**対象の文章**
######

Medical Student

= わたしは医学生 =

Interview

堤 春菜さん 山口大学 医学部医学科4年

Interview

堤 春菜さん 山口大学 医学部医学科4年

人生は一度きり

人生は一度きり

 みなさん、こんにちは。医学科4年の堤春菜と申します。

 私は一度社会に出てから、山口大学医学部医学科に編入しました。今回、「わたしは医学生」の執筆という貴重な機会をいただきましたので、遠回りをしながらも医師を目指して奮闘している医学生の視点からこのコラムを書きたいと思います。

<これまでのこと>

 私は、大学で看護学を学び、その後すぐに大学院の公衆衛生学修士(MPH)課程に進学し、ヘルスサービスリサーチ分野で疫学や統計学、データ分析に基づく政策提言などを学びました。大学院修了後は、公衆衛生の学びを地域での実践活動に活かしたいと考え、東京の下町の保健所で保健師として4年間勤務していました。そこでは、母子保健・精神保健・健康づくりに携わり、家庭訪問、乳幼児健診、健康教育などの様々な業務に取り組みました。このように公衆衛生の道をまっしぐらに進んでいたのですが、保健師時代の経験と家族の経験から医学の道を志しました。

######

**提供データ**
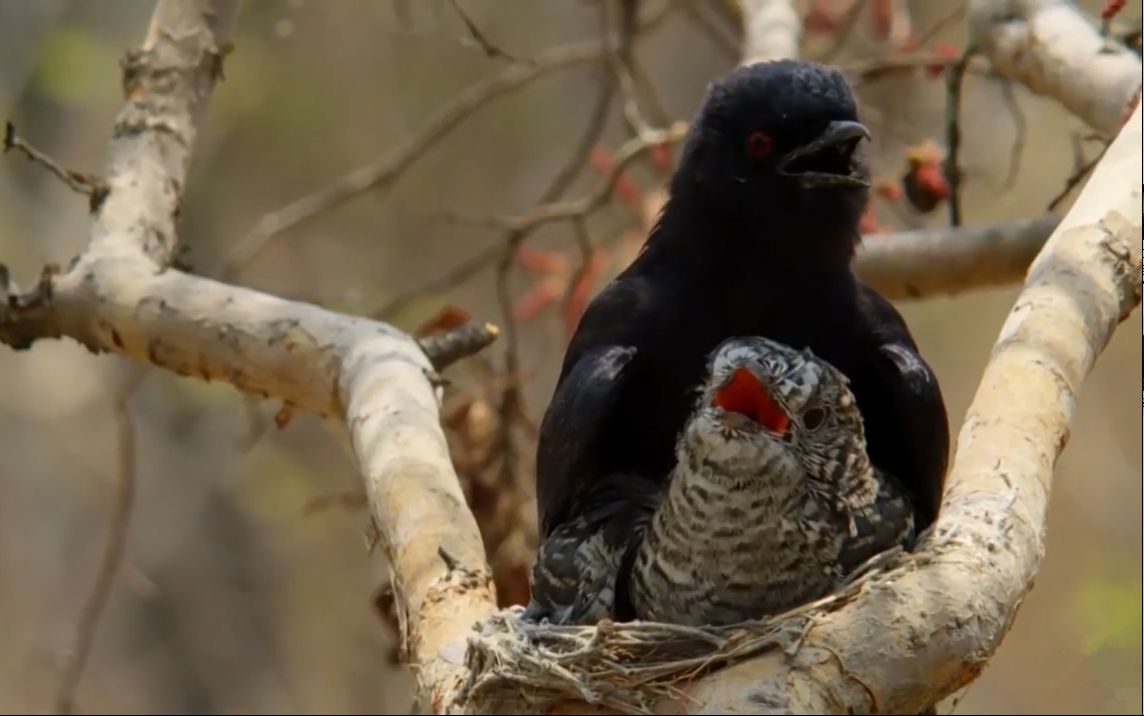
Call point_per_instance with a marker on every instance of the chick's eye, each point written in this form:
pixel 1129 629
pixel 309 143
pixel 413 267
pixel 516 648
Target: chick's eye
pixel 759 144
pixel 813 418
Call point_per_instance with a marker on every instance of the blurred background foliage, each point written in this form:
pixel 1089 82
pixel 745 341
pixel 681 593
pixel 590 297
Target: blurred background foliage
pixel 235 597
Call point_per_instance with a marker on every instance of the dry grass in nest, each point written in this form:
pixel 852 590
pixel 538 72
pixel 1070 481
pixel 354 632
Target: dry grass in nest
pixel 628 666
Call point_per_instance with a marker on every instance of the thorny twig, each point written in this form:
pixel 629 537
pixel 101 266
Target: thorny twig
pixel 384 172
pixel 1018 141
pixel 94 188
pixel 113 549
pixel 848 26
pixel 572 208
pixel 619 20
pixel 482 41
pixel 954 74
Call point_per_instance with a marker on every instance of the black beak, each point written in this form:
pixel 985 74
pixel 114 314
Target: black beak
pixel 827 160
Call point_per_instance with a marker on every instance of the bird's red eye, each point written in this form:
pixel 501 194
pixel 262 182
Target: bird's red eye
pixel 759 144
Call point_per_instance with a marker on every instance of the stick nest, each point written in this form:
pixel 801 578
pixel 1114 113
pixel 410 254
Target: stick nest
pixel 626 666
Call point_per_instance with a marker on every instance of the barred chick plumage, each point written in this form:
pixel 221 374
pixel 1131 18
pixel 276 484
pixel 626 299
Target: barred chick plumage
pixel 773 500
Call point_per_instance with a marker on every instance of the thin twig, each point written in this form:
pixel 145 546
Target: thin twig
pixel 953 16
pixel 564 179
pixel 848 26
pixel 954 74
pixel 1018 141
pixel 388 169
pixel 90 185
pixel 447 348
pixel 482 41
pixel 113 549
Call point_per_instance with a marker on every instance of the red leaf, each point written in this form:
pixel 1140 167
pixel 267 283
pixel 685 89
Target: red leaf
pixel 537 299
pixel 540 261
pixel 868 222
pixel 603 161
pixel 581 291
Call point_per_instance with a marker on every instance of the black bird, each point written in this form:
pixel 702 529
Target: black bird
pixel 756 238
pixel 772 503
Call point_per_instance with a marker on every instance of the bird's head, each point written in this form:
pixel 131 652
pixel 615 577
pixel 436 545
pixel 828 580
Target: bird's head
pixel 765 405
pixel 778 138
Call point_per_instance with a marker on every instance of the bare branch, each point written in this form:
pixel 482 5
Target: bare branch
pixel 912 264
pixel 923 625
pixel 574 208
pixel 772 30
pixel 1056 52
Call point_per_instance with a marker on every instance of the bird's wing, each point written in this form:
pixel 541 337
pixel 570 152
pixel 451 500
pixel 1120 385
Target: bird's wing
pixel 914 430
pixel 577 575
pixel 571 430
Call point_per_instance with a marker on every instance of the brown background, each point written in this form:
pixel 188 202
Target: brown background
pixel 230 601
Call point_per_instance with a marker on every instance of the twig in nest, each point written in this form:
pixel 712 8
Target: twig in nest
pixel 630 666
pixel 112 553
pixel 573 208
pixel 1079 174
pixel 388 169
pixel 619 58
pixel 954 74
pixel 1018 142
pixel 482 41
pixel 94 188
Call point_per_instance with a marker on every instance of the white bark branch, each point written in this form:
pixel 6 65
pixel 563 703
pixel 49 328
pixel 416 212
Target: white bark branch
pixel 1055 50
pixel 913 635
pixel 772 30
pixel 911 264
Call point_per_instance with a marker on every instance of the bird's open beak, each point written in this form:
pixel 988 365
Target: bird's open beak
pixel 828 159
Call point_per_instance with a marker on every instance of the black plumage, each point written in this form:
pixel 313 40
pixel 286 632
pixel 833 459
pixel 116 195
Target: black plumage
pixel 756 238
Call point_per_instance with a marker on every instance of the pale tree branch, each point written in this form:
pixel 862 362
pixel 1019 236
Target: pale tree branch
pixel 1056 52
pixel 928 262
pixel 772 30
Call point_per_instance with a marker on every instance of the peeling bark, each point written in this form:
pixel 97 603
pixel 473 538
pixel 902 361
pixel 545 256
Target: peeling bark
pixel 906 639
pixel 772 30
pixel 1056 52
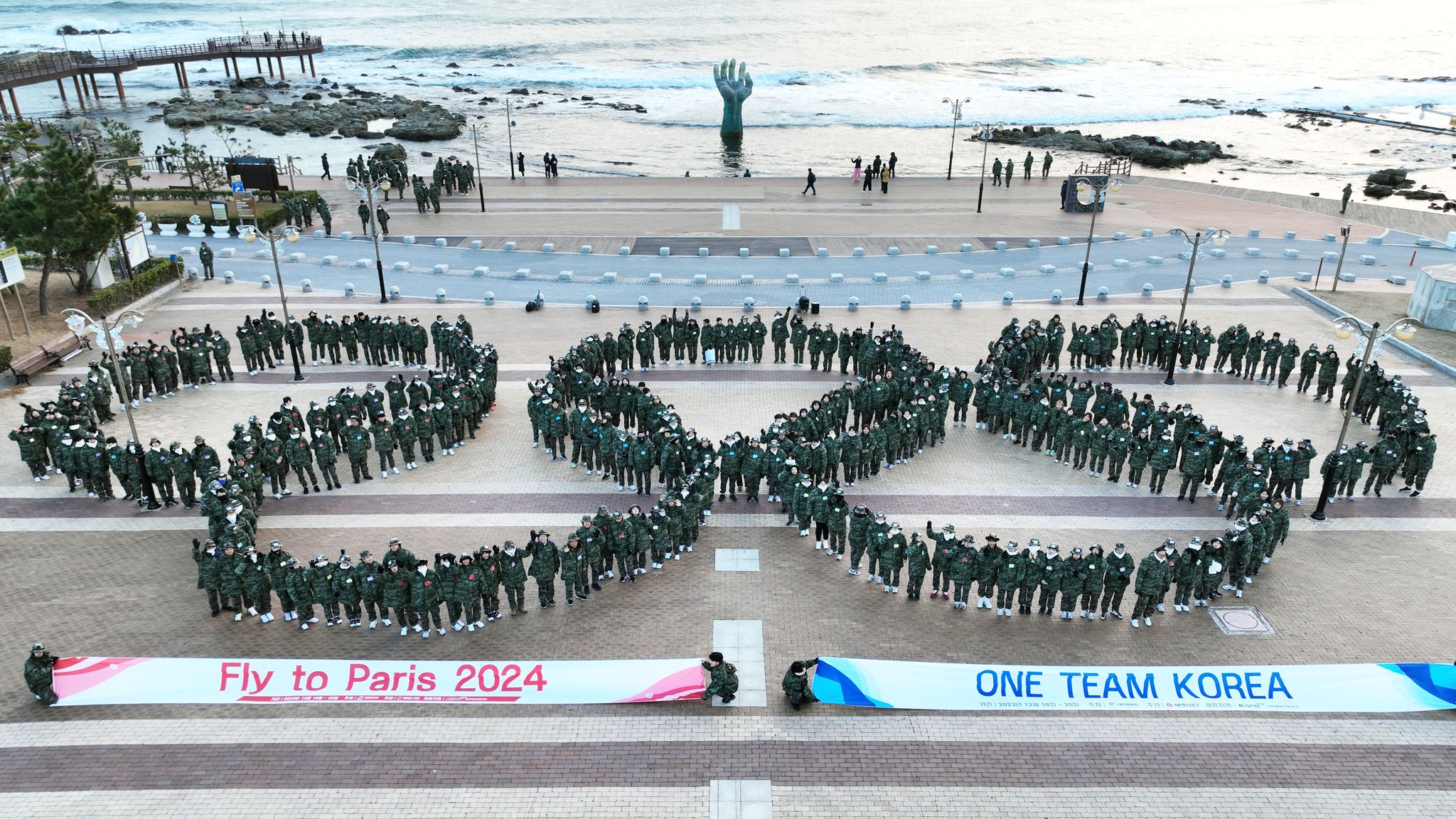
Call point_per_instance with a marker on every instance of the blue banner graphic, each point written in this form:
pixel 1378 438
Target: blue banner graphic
pixel 953 687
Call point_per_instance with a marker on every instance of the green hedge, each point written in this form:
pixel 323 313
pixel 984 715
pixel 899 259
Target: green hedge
pixel 146 277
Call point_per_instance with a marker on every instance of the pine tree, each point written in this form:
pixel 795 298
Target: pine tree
pixel 60 213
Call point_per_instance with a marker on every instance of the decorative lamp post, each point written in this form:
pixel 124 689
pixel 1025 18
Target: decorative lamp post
pixel 1369 346
pixel 286 233
pixel 366 186
pixel 1100 190
pixel 1196 245
pixel 956 120
pixel 108 334
pixel 985 132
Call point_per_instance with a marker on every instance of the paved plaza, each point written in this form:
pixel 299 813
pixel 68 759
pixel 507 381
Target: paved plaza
pixel 1371 583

######

**課題 1**
医学生のコラムから、「私は一度社会に出てから、山口」から「験から医学の道を志しました。」までの部分を一字一句違えずに書き写してください。
**課題 2**
医学生のコラムで、筆者が保健所で取り組んだ業務として挙げているものをすべて書き出してください。
**課題 3**
医学生のコラムの続きを、最後の文のあとから書いてください。

**解答 1**
私は一度社会に出てから、山口大学医学部医学科に編入しました。今回、「わたしは医学生」の執筆という貴重な機会をいただきましたので、遠回りをしながらも医師を目指して奮闘している医学生の視点からこのコラムを書きたいと思います。

<これまでのこと>

 私は、大学で看護学を学び、その後すぐに大学院の公衆衛生学修士(MPH)課程に進学し、ヘルスサービスリサーチ分野で疫学や統計学、データ分析に基づく政策提言などを学びました。大学院修了後は、公衆衛生の学びを地域での実践活動に活かしたいと考え、東京の下町の保健所で保健師として4年間勤務していました。そこでは、母子保健・精神保健・健康づくりに携わり、家庭訪問、乳幼児健診、健康教育などの様々な業務に取り組みました。このように公衆衛生の道をまっしぐらに進んでいたのですが、保健師時代の経験と家族の経験から医学の道を志しました。

**解答 2**
家庭訪問、乳幼児健診、健康教育

**解答 3**
<医師を目指したきっかけ>

 保健師として働いていたときに、児童虐待・DV・精神疾患・自殺未遂・生活困窮などの複雑な心理社会的問題を抱えた人たちへの支援を行うことがしばしばありました。その中には救急医療につながる人もいたことから、“救急医療は、疾患だけでなく、地域で生活している複雑な背景を抱えた人たちへの重要な介入の機会である”ということを実感するようになりました。それと同時に、『病気はもちろん、生きづらさを抱えた人たちも救える医師』に自らがなれたら、と思うようになっていました。しかし、保健師という仕事がとても好きで、やりがいも感じていたため、医師になろうと行動することはありませんでした。

 そうしているうちに、仕事をして3年目の夏、父が心肺停止状態で救急搬送されたと連絡がありました。仕事を切り上げて急いで駆けつけると、父はなんとか救命され、心臓は再び動き出したものの、脳に大きなダメージを受け、医療機器なしでは生きられない状態となっていました。突然の出来事で大きなショックと悲しみがある中、「あと数日しか生きられないかもしれません」「臓器提供の意思表示は確認していますか?」「もう一度心臓が止まったらどうしますか?」などと言われ、家族として、父の命に関する選択と決断をしなければならない日々が続きました。命に向き合うことは、とても辛く重いことでした。しかし、この家族としての経験が、“救急医療の現場で働く医師になりたい”という気持ちを強め、学士編入に踏み切る大きなきっかけとなりました。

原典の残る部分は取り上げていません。